• **Exercises to complete**
A) List the features of the web interface that appear as bullet points in the home automation project write-up.
B) Pick up the home automation project write-up after its final sentence and carry it on.

Jun 05

Home Automation System – An engineering project (EE5)

Just as I did with our previous projects I’m going to elaborate on the ‘Engineering Experience’ project we’ve done this semester. We opted to build a home automation (Domotica) system from scratch. We, a team of 4 (clicky & clicky) electronics students at Group T University College, spent the last five months or so developing and building a system that, in theory, could be used to control and sense stuff in your house. Here’s some explanation on both hardware/electronics and software.


The essential hardware (excluding sensors such as temperature sensors, light sensors, switches, …):

We made a ‘sandwich’ of the Uno, Ethernet and XBee shields which acts as the core, the central coordinator or access point. From here all data is received from and sent to modules around the house. Thanks to the Ethernet connection, a MySQL database is hooked up and a webinterface is able to check and control the entire system. Unfortunately the Uno only has one serial IO channel, which caused some problems in the end due to both shields being connected to that one line. We fixed most of them by software filtering but looking back it would’ve been easier if we had for example an Arduino Mega, which has 3 serial channels.

Module End Device

Module End Device

Arduino Uno - Ethernet Shield - XBee Shield stack

Uno, Ethernet & XBee Shield 

As you can see on the left, the end device “module” is something we designed ourselves. An XBee is used to send over sampling data to the Access Point and to receive commands (set a digital pin to logical 1 or 0).

You can easily attach sensors to any of the 8 available XBee pins (which can be set either to DIO or ADC).

The programming of the XBee devices is done with a tool developed by Digi called X-CTU. We started out with a serial terminal to program the XBees but quickly switched to a more user-friendly application.



This program can be used to quickly change some parameters in the XBee’s firmware. The firmware can also be easily upgraded, which is a great thing since Digi seems to release a newer version every couple of months that introduces more features for the device.


XBees can either be used in transparent or API mode. For more complex actions one quickly leaves the simple transparent mode behind and uses the somewhat more complex API mode. This mode uses packets (frames) of data to send over information.

XBee API packet

XBee API packet



This was quite the challenge to be able to read the data, making sense of it and being able to use it to interpret voltages and status information. That’s why I developed a simple packet parser program in C# that quickly transforms any received data packet into human readable form. And so XBeeP was born!

We transfer data to and from the database by  letting the Arduino do PHP GET requests. Packet data is assembled and parsed on the webserver which translates it into usable information that can be shown on an interface. For ease of use we developed both a regular website and a mobile version with jQuery mobile.

Mobile Interface

Mobile Interface

Regular interface

Regular interface

User Restrictions

User Restrictions

With these bits of software, the possibilities are nearly endless, you can create cron jobs or do a check every time the Arduino fetches a page to automate things like turning on the lights when it gets dark. We’ve added a scheduler where you can set actions to be performed at a certain time. These can also be set to be repeated daily or weekly.

Some other features the webinterface has:

  • User rights management (see screenshot above)
  • Easy overview of your switches and the option to turn them on or off
  • Temperature/humidity graph
  • Motion Detection notifications


This was always just a proof of concept project but it turned out to be pretty usable. Of course, for a commercial project a lot more security would be added as well as the usage of “confirmation” packets a module would send to the access point to notify it has correctly received a command. Some more checksum calculations should be added as well to make sure there is no corruption of information along the way.

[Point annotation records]
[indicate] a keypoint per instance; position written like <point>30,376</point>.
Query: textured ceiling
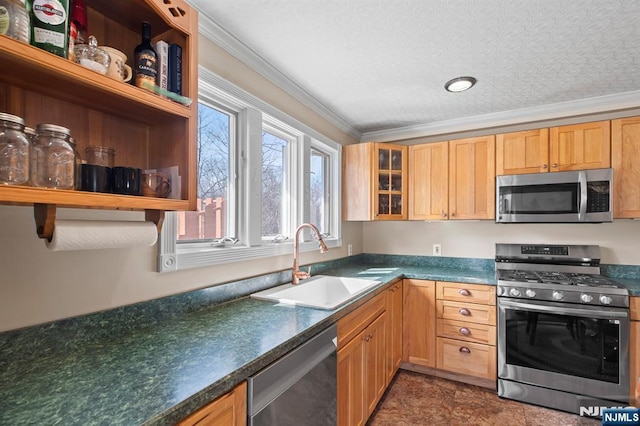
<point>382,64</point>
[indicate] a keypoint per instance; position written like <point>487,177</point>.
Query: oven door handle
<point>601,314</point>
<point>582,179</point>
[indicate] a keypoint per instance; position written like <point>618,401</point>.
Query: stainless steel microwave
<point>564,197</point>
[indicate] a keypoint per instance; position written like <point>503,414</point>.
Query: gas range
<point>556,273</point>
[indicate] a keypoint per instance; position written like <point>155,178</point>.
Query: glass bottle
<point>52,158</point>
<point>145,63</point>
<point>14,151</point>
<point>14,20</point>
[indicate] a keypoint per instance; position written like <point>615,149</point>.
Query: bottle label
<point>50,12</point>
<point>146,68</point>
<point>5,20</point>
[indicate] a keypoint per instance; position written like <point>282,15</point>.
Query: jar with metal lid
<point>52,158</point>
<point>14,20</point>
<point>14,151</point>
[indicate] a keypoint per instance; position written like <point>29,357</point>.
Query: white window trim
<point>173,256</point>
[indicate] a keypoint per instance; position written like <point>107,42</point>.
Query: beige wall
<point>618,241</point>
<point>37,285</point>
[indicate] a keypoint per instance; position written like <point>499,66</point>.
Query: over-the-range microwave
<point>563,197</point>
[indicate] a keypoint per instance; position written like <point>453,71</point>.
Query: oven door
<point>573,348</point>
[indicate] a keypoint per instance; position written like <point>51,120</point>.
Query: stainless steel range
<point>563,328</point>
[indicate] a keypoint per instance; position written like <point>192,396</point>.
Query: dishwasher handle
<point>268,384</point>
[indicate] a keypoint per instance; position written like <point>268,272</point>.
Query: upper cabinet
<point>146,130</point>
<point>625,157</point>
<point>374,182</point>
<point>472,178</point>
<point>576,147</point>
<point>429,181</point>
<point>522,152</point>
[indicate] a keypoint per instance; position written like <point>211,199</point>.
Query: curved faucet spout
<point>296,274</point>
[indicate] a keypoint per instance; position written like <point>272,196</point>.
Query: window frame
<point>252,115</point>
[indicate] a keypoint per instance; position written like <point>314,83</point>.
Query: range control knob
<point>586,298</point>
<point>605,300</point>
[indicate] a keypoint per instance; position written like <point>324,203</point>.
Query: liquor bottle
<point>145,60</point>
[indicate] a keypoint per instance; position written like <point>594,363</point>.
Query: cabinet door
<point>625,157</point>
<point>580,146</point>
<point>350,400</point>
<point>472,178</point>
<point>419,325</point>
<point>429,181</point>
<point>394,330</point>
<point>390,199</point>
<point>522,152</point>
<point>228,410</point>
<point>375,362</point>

---

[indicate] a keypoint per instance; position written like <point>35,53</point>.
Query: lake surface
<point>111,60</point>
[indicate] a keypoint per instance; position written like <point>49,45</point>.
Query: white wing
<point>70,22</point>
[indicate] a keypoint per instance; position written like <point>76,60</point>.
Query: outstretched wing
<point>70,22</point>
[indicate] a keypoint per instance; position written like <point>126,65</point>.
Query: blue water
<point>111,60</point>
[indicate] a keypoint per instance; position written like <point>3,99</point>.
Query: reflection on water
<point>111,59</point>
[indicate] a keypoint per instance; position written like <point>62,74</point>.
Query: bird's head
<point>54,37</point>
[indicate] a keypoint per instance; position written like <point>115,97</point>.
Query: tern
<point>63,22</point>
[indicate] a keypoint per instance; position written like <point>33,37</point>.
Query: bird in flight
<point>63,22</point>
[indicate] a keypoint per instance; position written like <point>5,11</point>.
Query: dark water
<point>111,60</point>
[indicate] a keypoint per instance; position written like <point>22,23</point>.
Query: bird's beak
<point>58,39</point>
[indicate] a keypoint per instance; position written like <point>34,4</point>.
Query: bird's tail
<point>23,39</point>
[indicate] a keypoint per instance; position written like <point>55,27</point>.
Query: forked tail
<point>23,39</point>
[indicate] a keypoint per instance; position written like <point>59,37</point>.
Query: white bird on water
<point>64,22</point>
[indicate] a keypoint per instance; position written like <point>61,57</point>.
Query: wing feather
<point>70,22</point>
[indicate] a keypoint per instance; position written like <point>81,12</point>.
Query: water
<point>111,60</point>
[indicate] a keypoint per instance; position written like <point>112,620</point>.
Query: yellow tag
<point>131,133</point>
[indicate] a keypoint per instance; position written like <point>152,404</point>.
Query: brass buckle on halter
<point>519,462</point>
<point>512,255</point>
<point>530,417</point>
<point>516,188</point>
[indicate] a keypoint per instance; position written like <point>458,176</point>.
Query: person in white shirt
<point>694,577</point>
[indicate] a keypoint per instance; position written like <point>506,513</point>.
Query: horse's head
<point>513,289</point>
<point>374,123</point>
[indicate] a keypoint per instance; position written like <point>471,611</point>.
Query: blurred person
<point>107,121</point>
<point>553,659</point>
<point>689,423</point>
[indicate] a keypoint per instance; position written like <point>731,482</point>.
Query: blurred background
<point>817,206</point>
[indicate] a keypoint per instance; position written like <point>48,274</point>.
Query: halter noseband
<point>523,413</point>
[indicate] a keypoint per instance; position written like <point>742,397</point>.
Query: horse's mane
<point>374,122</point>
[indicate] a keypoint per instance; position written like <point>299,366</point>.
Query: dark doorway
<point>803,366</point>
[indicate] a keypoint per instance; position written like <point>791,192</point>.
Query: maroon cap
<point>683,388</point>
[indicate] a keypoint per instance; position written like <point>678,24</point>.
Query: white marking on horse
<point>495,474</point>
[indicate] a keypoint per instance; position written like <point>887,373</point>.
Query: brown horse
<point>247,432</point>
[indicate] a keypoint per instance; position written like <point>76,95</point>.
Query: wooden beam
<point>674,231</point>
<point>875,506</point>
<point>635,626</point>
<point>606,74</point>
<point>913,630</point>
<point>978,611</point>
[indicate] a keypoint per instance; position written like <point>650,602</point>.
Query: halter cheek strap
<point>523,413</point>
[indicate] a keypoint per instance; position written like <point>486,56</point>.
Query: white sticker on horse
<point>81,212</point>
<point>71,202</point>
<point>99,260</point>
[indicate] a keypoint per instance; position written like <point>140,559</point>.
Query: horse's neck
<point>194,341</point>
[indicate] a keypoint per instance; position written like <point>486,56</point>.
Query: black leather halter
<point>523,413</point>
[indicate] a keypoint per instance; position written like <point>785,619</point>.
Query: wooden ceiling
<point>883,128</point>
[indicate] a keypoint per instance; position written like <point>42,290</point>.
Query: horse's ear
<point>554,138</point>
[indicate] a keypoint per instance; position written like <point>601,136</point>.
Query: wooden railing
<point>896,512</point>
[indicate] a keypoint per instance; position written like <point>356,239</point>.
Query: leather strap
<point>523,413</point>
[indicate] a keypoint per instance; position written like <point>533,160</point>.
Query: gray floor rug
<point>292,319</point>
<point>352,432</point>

• **Response list**
A)
- User rights management
- Easy overview of your switches and the option to turn them on or off
- Temperature/humidity graph
- Motion Detection notifications

B)
To conclude, if you look at Twine, which is somewhat similar I think this project is a beautiful example of home automation systems that allow a lot more interactivity between the system and its users. A funfact here is that if our project would be an actual commercial product on the market it would be cheaper than a Twine with something like $30 to $50 per module and $100-150 for the central access point.

Update: more photos of the finished product can be found at http://ee5.crombeen.be/

May 01

Erasmus at Politecnico di Torino

Some time ago I posted about applying for an Erasmus program. Turns out Turin was the only option that offered enough courses that match Group T’s Electronics master ones. As a reference for people who would like to go there as well I’ll explain how we prepared for this and selected our courses.

Ideally you should start looking for courses you would like to do in Turin in January/February. Don’t forget to contact the teachers of the courses you would like to replace! Head to the International Office and request the Erasmus Request Form (click to check out this year’s form). Once you’ve filled in this form, send it back to the International Office at Group T.

Next up is getting the Group T Learning Agreement (click to see mine) and making sure you fill in the courses you want to do in Turin and the ones you are planning to do at Group T. As it’s not feasible to do the master in one year when you’re going abroad I’m spreading it over two years doing the postgraduate as well.

By the end of April you should get an email telling you the ‘Apply@polito’ form of the Polytecnico is available. Make sure to register using your email address that was given to them (preferably clicking the direct link in their email).

Apply@polito homescreen

Apply@polito homescreen

Once you’ve filled in all your personal details, you’re presented with this screen. As you can see, their registration system is quite extensive! Try to fill in all of the important matters as soon as possible. All data you’ve entered can be changed later so don’t worry if you enter something wrong. As long as you don’t ‘Save and Submit’ the application isn’t final yet.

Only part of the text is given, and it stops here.